[Passage choisi]
Cette semaine : Adieu les cons, d’Albert Dupontel Avec Virginie Efira, Albert Dupontel, Nicolas Marié… Genre : comédie dramatique. Durée : 1 h 27.
Tant que le monde cartoonesque d’Albert Dupontel continue de tourner, c’est que le monde réel continue d’être malade. On lui souhaite même de ne jamais guérir, si le remède devait nous priver de la flamme punk du cinéaste de 56 ans.
Qui mieux qu’Albert Dupontel sait raconter les démunis et les oubliés dans une société où l’autorité toute puissante des nantis est acceptée comme la norme? Posons la question autrement : qui nous aurait donné à suivre l’odyssée déglingo d’un rescapé de la DDASS à la recherche de ses parents, qui l’ont abandonné dans une poubelle, ou encore le changement de vie d’un SDF sniffeur de colle vêtu d’un uniforme de police abandonné? Un épisode de Strip-tease, peut-être. Ce ne sont pas juste ceux que l’on ne voit pas : ce sont ceux que l’on ne veut pas nous montrer. Trop en marge, mais bien réels. Alors ils trouvent refuge dans la jungle bétonnée trash et baroque d’Albert Dupontel.

[Données brutes]
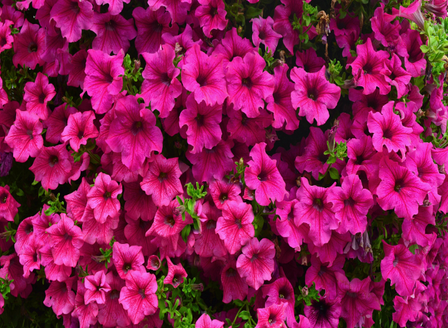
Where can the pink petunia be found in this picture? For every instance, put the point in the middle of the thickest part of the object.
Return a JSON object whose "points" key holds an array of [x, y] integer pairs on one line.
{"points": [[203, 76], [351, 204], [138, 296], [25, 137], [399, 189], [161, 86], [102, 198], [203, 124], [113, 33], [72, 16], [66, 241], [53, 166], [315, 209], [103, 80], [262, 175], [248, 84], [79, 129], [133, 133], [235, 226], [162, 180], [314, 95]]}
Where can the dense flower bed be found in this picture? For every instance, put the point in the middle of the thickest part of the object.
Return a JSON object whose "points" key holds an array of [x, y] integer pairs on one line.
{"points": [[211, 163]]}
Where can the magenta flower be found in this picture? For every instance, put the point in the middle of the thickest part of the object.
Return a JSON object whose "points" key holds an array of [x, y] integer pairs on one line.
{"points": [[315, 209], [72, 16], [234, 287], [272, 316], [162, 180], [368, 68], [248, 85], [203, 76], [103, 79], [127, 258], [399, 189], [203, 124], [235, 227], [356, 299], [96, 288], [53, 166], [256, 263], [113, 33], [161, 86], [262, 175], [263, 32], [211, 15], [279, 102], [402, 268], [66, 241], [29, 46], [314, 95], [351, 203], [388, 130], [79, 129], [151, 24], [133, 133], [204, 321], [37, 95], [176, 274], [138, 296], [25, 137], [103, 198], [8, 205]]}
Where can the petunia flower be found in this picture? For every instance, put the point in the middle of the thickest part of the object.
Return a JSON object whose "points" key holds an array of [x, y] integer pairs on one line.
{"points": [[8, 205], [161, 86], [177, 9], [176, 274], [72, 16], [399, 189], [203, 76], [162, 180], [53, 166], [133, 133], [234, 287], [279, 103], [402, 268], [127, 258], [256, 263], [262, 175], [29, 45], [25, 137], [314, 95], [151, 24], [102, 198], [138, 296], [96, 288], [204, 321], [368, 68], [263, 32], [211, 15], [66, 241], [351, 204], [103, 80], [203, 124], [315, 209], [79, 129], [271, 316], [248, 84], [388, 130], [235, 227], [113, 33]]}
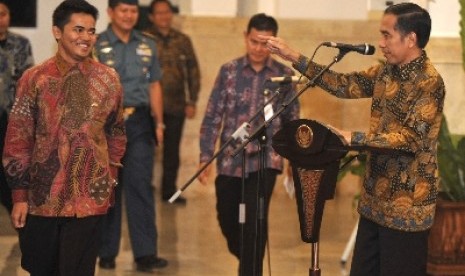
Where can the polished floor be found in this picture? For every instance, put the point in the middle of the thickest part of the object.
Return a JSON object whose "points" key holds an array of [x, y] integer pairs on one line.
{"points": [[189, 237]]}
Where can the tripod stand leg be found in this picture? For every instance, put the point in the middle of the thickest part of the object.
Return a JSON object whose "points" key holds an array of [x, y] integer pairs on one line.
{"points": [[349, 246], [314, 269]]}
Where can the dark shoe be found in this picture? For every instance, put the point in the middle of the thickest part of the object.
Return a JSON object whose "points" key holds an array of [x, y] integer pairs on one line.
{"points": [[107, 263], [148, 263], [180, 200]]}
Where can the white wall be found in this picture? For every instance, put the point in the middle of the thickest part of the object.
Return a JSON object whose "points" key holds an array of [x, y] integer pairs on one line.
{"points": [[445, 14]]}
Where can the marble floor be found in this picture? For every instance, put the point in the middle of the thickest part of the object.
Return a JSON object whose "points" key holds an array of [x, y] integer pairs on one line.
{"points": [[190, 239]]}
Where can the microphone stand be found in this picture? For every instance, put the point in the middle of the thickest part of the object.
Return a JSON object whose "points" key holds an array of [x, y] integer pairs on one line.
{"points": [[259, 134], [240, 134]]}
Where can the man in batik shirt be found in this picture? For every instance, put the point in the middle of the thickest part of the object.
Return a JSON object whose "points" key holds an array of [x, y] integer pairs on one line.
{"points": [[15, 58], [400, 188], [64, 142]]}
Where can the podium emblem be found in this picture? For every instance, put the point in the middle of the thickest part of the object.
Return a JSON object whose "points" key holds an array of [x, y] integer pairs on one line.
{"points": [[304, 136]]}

[Votre objectif]
Restituez intégralement, sans rien y changer, la critique du film Adieu les cons. Les items ne servent pas pour ce travail.

[Résultat attendu]
Cette semaine : Adieu les cons, d’Albert Dupontel Avec Virginie Efira, Albert Dupontel, Nicolas Marié… Genre : comédie dramatique. Durée : 1 h 27.
Tant que le monde cartoonesque d’Albert Dupontel continue de tourner, c’est que le monde réel continue d’être malade. On lui souhaite même de ne jamais guérir, si le remède devait nous priver de la flamme punk du cinéaste de 56 ans.
Qui mieux qu’Albert Dupontel sait raconter les démunis et les oubliés dans une société où l’autorité toute puissante des nantis est acceptée comme la norme? Posons la question autrement : qui nous aurait donné à suivre l’odyssée déglingo d’un rescapé de la DDASS à la recherche de ses parents, qui l’ont abandonné dans une poubelle, ou encore le changement de vie d’un SDF sniffeur de colle vêtu d’un uniforme de police abandonné? Un épisode de Strip-tease, peut-être. Ce ne sont pas juste ceux que l’on ne voit pas : ce sont ceux que l’on ne veut pas nous montrer. Trop en marge, mais bien réels. Alors ils trouvent refuge dans la jungle bétonnée trash et baroque d’Albert Dupontel.